DATA EXTRACT:

::::::::::

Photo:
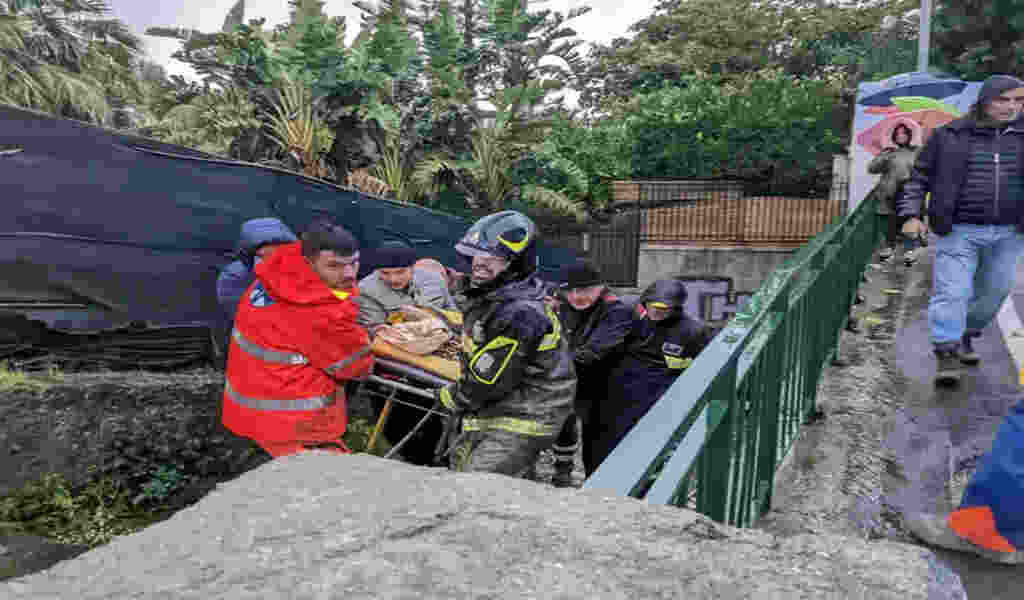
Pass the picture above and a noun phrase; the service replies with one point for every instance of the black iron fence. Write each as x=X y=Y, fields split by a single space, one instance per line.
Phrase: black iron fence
x=704 y=213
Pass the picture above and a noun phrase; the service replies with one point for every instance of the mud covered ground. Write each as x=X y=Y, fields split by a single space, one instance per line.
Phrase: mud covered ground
x=124 y=425
x=127 y=425
x=890 y=441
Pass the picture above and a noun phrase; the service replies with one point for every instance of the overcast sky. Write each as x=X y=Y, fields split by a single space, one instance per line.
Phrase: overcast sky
x=608 y=19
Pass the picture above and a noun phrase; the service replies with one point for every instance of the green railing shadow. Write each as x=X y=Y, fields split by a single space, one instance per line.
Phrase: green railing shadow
x=715 y=439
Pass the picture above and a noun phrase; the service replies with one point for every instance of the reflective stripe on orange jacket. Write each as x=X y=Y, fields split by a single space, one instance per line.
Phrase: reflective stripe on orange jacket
x=294 y=340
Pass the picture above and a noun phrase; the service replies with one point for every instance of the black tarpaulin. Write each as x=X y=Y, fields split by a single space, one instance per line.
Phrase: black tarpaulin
x=136 y=230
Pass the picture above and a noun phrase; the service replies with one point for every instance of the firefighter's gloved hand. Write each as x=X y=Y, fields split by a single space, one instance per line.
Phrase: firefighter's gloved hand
x=453 y=400
x=913 y=227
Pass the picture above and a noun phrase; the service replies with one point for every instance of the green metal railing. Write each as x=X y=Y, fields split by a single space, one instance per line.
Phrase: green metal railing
x=714 y=441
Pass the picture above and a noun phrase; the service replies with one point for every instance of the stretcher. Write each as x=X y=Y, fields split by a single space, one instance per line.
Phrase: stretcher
x=412 y=380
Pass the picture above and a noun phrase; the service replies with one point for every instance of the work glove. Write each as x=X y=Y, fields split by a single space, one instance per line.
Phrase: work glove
x=914 y=227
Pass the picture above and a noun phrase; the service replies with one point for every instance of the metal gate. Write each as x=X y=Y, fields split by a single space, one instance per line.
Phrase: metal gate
x=613 y=247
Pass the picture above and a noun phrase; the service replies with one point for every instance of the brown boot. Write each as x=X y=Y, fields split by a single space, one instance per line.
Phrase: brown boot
x=947 y=368
x=967 y=353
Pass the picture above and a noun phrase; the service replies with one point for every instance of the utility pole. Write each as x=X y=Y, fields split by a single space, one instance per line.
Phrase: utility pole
x=924 y=35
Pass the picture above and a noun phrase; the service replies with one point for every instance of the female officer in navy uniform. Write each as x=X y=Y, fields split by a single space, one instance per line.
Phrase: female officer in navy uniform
x=662 y=345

::::::::::

PROBLEM STATEMENT: Return all of the material precisely as written. No picture belongs in it.

YOUR SOLUTION:
Photo:
Pass the picture above and a noun phrase; the service replies with one point for every instance of the black iron fence. Write each as x=X y=Y, fields split by a single space, one instance per line.
Phrase: black iron fence
x=704 y=213
Pass the picture above and a noun phrase; the service replies with one point for every instance of the mud covered ground. Write each as x=X y=Y, fields split by a single space, one instance per line.
Phrase: mud covered ground
x=124 y=425
x=127 y=425
x=890 y=441
Pass the picture above and a noun phrase; the service replies with one point for every instance of the overcast sky. Write each as x=X y=Y, fields split by a single space, one instance per line.
Phrase: overcast sky
x=608 y=19
Pass the picture above and a noun phrase; the service replies with one point for every instance of the green railing shadow. Write each as x=X y=Y, fields split by a single space, one instance per line.
Phrase: green railing shadow
x=715 y=439
Pass the picture above and a noun phrase; the service replies with one point for every instance of the reflective stripe on orange jacket. Write each as x=X y=Y, fields split by a single space, one instance per line.
Phrase: reflective stripe on orange jacket
x=294 y=340
Pass the picture above and a noun phrase; the service replies with one point for every instance of the black tarpaulin. Write each as x=X y=Y, fields split by a single space, one instance per line.
Phrase: black tarpaulin
x=136 y=230
Pass the picture above and a noun phrase; the service replies with one point for every instance of the firefighter's gloved hand. Write each as x=X y=Y, fields split by a single space, one instance per line.
Phrase: firefighter's gloved hand
x=453 y=400
x=913 y=227
Pass the picture above and a noun phrase; the service replies with one point for every instance of the green metal railing. Write each as x=X y=Y, fields split by a single space, one instance per line.
Phrase: green metal railing
x=714 y=441
Pass the picture above and a noun phrase; the service replies with one point for every instance of the stretcher. Write each as x=X y=Y, fields split by a single space, one instance per line.
Phrase: stretcher
x=412 y=380
Pass the picture above and a noun phrase; the service replies with one point for every instance of the work glove. Write each as x=X y=Y, fields split by a single space, one instance per line.
Phrase: work glove
x=914 y=227
Pass the picture above and a noun phrase; the service replies with one point for every instance of the metal gate. Write each as x=X y=Y, fields split by a single space, one instance per line.
Phrase: metal gate
x=613 y=247
Pass the picture above and a noun phrase; the service replies with one point for every instance of the brown boot. Write each as x=X y=Y, fields split by a single space, one instance per line.
Phrase: brown boot
x=947 y=368
x=967 y=353
Pass the picture above and a noun phrase; the service replies with one point for every instance of the utility pole. Write each as x=X y=Y, fields split by a single space, one instance per line.
Phrase: utility pole
x=924 y=35
Pass the picture above and a noun phrase; the service replies with one point for every instance of the female officer in navy uniform. Write each as x=X y=Y, fields split by a single space, one instance per line.
Phrase: female officer in navy uniform
x=662 y=345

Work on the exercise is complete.